[Referring expression data]
════════════════════
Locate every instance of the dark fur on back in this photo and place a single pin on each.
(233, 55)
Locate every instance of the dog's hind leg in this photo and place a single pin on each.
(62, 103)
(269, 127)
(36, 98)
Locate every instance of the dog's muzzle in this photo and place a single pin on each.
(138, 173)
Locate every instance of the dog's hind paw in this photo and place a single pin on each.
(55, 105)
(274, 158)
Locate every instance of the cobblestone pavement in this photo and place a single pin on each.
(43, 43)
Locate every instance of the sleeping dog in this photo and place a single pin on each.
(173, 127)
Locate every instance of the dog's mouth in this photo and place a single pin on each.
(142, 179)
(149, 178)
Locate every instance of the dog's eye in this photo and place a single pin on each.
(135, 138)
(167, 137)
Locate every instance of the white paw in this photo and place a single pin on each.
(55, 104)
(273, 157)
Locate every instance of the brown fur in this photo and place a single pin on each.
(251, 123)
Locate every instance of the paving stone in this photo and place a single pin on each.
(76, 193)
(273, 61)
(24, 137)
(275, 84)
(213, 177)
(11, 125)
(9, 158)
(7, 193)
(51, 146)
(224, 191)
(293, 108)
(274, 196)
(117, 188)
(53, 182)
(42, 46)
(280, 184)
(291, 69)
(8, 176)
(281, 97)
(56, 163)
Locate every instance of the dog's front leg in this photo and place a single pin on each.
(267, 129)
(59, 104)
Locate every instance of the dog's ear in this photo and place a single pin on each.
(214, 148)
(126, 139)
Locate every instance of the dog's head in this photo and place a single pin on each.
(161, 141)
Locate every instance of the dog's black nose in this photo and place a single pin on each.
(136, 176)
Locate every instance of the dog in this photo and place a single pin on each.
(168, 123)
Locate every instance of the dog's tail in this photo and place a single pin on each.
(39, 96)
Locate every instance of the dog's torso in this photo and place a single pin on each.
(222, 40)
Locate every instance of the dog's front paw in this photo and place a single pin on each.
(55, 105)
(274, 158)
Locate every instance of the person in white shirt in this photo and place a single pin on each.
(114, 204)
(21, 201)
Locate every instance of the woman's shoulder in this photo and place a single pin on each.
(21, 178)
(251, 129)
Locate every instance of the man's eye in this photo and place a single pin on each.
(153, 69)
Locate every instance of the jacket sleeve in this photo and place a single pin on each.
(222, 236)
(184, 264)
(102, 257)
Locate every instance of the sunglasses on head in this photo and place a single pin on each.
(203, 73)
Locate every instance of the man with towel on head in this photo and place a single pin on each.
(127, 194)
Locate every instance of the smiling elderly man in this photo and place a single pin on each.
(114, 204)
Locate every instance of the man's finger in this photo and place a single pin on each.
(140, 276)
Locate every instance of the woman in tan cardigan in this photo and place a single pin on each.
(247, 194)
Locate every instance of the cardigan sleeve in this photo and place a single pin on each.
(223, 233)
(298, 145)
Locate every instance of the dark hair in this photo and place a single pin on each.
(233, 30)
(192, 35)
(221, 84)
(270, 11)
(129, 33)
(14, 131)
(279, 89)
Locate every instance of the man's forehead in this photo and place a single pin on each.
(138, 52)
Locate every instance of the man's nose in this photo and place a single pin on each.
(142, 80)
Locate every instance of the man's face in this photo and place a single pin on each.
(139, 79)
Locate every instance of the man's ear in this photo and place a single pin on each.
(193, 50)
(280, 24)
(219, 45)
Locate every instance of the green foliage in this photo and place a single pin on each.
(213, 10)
════════════════════
#### EXERCISE:
Exactly as they are written, print the entries again.

#### ANSWER AREA:
Locate every instance of the dark fur on back in this photo and place a single pin on each.
(233, 55)
Locate every instance of the dog's hind leg in this photo and place a single pin on each.
(62, 103)
(269, 127)
(36, 98)
Locate every instance of the dog's muzzle in this photo and place a single pin on each.
(138, 173)
Locate every instance of the dog's hind paw in this photo and place a single pin on each.
(55, 105)
(274, 158)
Locate every instance of the cobblestone pavement in this photo and place a single pin on each.
(43, 43)
Locate every instance of the sleeping dog in this photo and place a single pin on each.
(173, 127)
Locate every instance of the dog's mouth in this photo and place a single pin on each.
(142, 179)
(149, 178)
Locate every instance of the dog's eye in this photo and place a single pin on each.
(135, 138)
(167, 137)
Locate every instance of the white paw in this photo and place a single pin on each.
(55, 104)
(273, 157)
Locate every instance of the brown fur in this photo and place a single pin on each.
(251, 123)
Locate every instance of the paving stone in this photo and place a single pin on each.
(76, 193)
(273, 61)
(24, 137)
(275, 84)
(213, 177)
(11, 125)
(9, 158)
(7, 193)
(51, 146)
(224, 191)
(293, 108)
(274, 196)
(117, 188)
(53, 182)
(42, 46)
(280, 184)
(291, 69)
(8, 176)
(281, 97)
(56, 163)
Locate every instance of the dog's front leg in this photo and place a single pin on each.
(267, 129)
(59, 104)
Locate every instance of the dog's ear in this photo and place a single pin on each.
(214, 148)
(126, 139)
Locate every instance of the dog's head in this photo and place a single pin on each.
(161, 141)
Locate every instance of the dog's black nose in this photo and place a single pin on each.
(136, 176)
Locate every instance of the dog in this photo and place a single pin on each.
(168, 123)
Locate every instance of the dog's tail in this photo and place a single pin on each.
(39, 96)
Locate every instance of the dog's torso in this photo and place a single pin on each.
(222, 40)
Locate every instance of the dog's front paw in this photo and place a single pin on each.
(55, 105)
(274, 158)
Locate every instance of the person in white shirt in this photo and place a single pin on each.
(114, 204)
(21, 201)
Locate every instance of the woman's shoulder in this photo and place a single pin on each.
(21, 178)
(251, 129)
Locate every instance of the man's eye in this photo and place a single pin on each.
(153, 69)
Locate every instance of the jacket sleeve in this photo and place a single pin on each.
(222, 236)
(184, 264)
(102, 257)
Locate every instance of the sunglasses on head in this photo and place a single pin on each.
(203, 73)
Locate every instance of the man with towel on head in this photo and place a single pin on each.
(127, 194)
Locate every instance of the smiling elderly man in this photo and place a single pin on each.
(114, 204)
Locate every instance of the man's finger in this photo and place a single pin on each.
(140, 276)
Locate every instance of the woman in tan cardigan in this photo and place a single pin on each.
(247, 194)
Locate every instance of the cardigan sleeve in this photo and place a single pin on each.
(223, 233)
(298, 145)
Locate every instance of the dark hair in this photo and place a single pin on each.
(233, 30)
(192, 35)
(221, 84)
(270, 11)
(129, 33)
(14, 131)
(279, 89)
Locate every instance of the man's forehead in this photo and place a single pin on each.
(138, 52)
Locate every instance of the man's nose in this photo and place a single pin on each.
(142, 80)
Locate every instance of the man's face in this photo and place a single pin on each.
(139, 79)
Locate every instance of the man's ear in this photo and place a single pin on each.
(193, 50)
(280, 24)
(219, 45)
Locate every instance of the green foliage in this photo and place a single pin on each.
(213, 10)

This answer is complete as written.